Josep Lluís Viciana i Monfort (born in Terrassa in 1951 July 2) is a Catalan animator.

==Biography==
Josep Viciana is the grandson of José Monfort Gil, who suffered from political repression in the early 1940s, dying from shots on 29 May 1941, a few meters away from the Castelló Cemetery.

In the 1980s, he worked with Antoni D'Ocón as a scriptwriter for his animation studio, then in 1991, Viciana became one of the founders of Neptuno Films, an animation studio based in his birth town of Terrassa (Barcelona metropolitan area) which quickly became important in the Spanish animation industry. His first standalone series, Balin, a series of 20-second animated shorts with no dialogue, aired in 1992. From Neptuno Films, with Viciana as a director of animated series and also creator, a number of well-known products such as Megaminimals was created, exported to different countries such as the United States, China and Kenya, thanks to interest from broadcasters at MIPCOM in Cannes.

## Extracted data entries
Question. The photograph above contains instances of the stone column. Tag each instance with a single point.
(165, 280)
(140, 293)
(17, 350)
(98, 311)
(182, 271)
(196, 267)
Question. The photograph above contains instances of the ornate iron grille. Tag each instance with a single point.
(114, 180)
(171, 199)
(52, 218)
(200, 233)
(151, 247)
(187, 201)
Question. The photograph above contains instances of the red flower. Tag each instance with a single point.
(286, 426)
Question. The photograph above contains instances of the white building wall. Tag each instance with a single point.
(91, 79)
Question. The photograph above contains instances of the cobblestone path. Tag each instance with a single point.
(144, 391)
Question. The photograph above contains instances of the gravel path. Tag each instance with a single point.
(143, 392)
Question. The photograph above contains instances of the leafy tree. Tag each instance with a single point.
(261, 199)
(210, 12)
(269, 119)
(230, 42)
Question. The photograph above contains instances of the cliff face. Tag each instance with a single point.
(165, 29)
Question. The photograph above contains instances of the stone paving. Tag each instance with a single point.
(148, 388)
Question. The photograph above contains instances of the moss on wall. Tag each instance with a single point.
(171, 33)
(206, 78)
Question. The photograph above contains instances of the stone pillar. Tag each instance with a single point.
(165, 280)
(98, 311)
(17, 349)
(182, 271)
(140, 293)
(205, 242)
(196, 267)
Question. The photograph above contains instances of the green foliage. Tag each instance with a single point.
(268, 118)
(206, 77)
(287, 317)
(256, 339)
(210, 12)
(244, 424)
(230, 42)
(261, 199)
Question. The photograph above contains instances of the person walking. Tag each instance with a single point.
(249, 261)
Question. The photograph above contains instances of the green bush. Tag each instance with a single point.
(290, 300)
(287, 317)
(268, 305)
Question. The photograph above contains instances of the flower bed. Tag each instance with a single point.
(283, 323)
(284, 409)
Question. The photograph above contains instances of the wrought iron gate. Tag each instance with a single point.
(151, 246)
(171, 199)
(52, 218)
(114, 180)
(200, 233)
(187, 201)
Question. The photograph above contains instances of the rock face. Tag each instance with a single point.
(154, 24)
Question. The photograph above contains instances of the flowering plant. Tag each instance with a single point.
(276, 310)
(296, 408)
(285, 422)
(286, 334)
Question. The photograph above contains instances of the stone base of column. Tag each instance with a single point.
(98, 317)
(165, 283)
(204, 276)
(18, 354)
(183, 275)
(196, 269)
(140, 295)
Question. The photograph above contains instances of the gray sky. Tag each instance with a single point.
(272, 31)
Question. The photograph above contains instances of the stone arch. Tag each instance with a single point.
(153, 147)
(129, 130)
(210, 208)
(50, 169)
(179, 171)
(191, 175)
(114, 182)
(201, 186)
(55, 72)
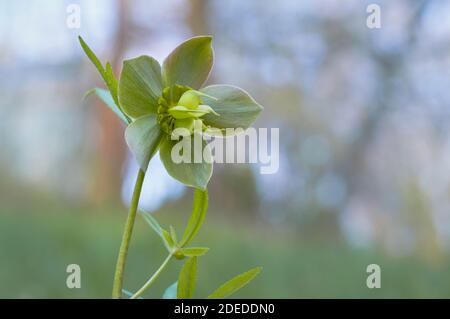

## What you need to do
[1] Reproduce word for word part of the passage about Josep Viciana, beginning at "In the 1980s, he" and ending after "MIPCOM in Cannes.".
[2] Resume the passage about Josep Viciana, writing on from its last sentence.

## Results by task
[1]
In the 1980s, he worked with Antoni D'Ocón as a scriptwriter for his animation studio, then in 1991, Viciana became one of the founders of Neptuno Films, an animation studio based in his birth town of Terrassa (Barcelona metropolitan area) which quickly became important in the Spanish animation industry. His first standalone series, Balin, a series of 20-second animated shorts with no dialogue, aired in 1992. From Neptuno Films, with Viciana as a director of animated series and also creator, a number of well-known products such as Megaminimals was created, exported to different countries such as the United States, China and Kenya, thanks to interest from broadcasters at MIPCOM in Cannes.

[2]
Neptuno Films was classified as the second most prosperous European animation studio according to the CARTOON (European Animation Association) study The Global Animation Business. Additionally, Viciana's production company was elected as one of the ten best animation studios outside of the United States, according to Animation Magazine.

The Ugly Duckling was sold to China Central Television in 1997, becoming one of the first Western animated series introduced in that market. When the Castillan premiere of said series was scheduled for April 1998, Viciana's company sold the rights to sixty countries. On the other hand, Connie the Cow was exported to countries such as the United States and Canada and became one of the most awarded series at the 2000 Cannes Film Festival. Later, he won a Cartoons on the Bay award in 2005 and a Zapping Award in 2006. Detective Bogey won the award of the best Latin American series. By the time Megaminimals was already airing on Catalan television, it already received interest from seven broadcasters in China. He also held a longtime collaboration with Josep Roig Boada as far back as the mid-80s, when he still worked at D'Ocón Films, and after Neptuno Films was dissolved.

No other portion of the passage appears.